### TEXTAUSZUG
..............................

My Two Voices ©Courtesy of Rayon Verde

Kanada ist als ein äußerst tolerantes Land weltweit bekannt und wird stets für seine Einwanderungspolitik gelobt. Zuletzt hat gerade das neue Regierungsbündnis in Deutschland bekräftigt, dass man sich an eben jener Strategie orientieren möchte. Immigranten bringen stets neues Wissen, neue Technologien, neue Ansätze und spannende Kulturen mit sich. Dies kann, wenn es geschickt genutzt wird, sehr förderlich für ein Land sein. Ganz zu schweigen davon sind Immigranten natürlich auch potentielle Arbeitskräfte. Kanada hat dies erkannt und im Jahr 2021 mehr als 400.000 Menschen ins Land gelassen. Die Auswahl der Immigranten erfolgt nach einem Punktesystem, in welches verschiedene Kriterien wie das Alter, höchster Bildungsabschluss, Sprachkenntnisse oder mögliche Arbeitsangebote einfließen.[1] Regisseurin Lina Rodriguez hat sich mit eben jener Thematik in MY TWO VOICES auseinandergesetzt.

Darum geht es…

Ana Garay Kostic, Claudia Montoya und Marinela Piedrahita haben alle drei eine Sache gemeinsam. Sie alle sind Lateinamerikanerinnen, die irgendwann nach Kanada eingewandert sind und dort ein neues Leben angefangen haben. Sie alle erzählen von ihren Erlebnissen mit verschiedenen Themenschwerpunkten sowie ihrem derzeitigen Leben.

Rezension

Unmittelbar und ohne jede Vorwarnung startet der Film mit seinen ersten Bildern. Kein Vorspann, keine Namen, keine einleitenden Worte. MY TWO VOICES ist eine Dokumentation der gänzlich anderen Art. Sie zeigt uns das Leben dreier unterschiedlicher Immigrantinnen, obwohl „zeigt“ da wohl etwas weit gegriffen ist. Tatsächlich sehen wir lange Zeit nämlich nur Gräser, Hände und Haare. Die Kamera hält lange Zeit auf nichts anderes drauf. Teilweise mehrere Minuten sehen wir Close-Ups, die uns fast nichts verraten und viel eher wirken, als wolle man die Erzählungen einfach nur willkürlich mit irgendwelchen Bildern unterlegen. Es scheint keinerlei Verbindung zwischen Gezeigtem und gesprochenem zu geben. Immer wieder sehen wir Hände, die simpelste Tätigkeiten, wie das Graben in der Erde oder das Lenken eines Autos, verrichten.

My Two Voices

My Two Voices ©Courtesy of Rayon Verde

Der Monolog ist das prägende Element in dieser Dokumentation. Über die gesamte Spieldauer referieren die drei Protagonistinnen über ihre Vergangenheit und über verschiedenste Herausforderungen, die sie zu meistern hatten. Wesentlich dabei ist immer wieder die Sprache, die sich als problematisch herausstellt. Auch, weil Schulungen nicht finanziert werden können, um die englische Sprache zu vertiefen.

..............................

### VORLIEGENDE ANGABEN

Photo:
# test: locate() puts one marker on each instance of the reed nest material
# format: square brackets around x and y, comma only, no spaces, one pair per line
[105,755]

..............................

### DETAILS ZUR AUFGABE
Wie viele Menschen hat Kanada laut dem Textauszug über den Film MY TWO VOICES im Jahr 2021 ins Land gelassen?

### DAS ERGEBNIS
Mehr als 400.000 Menschen.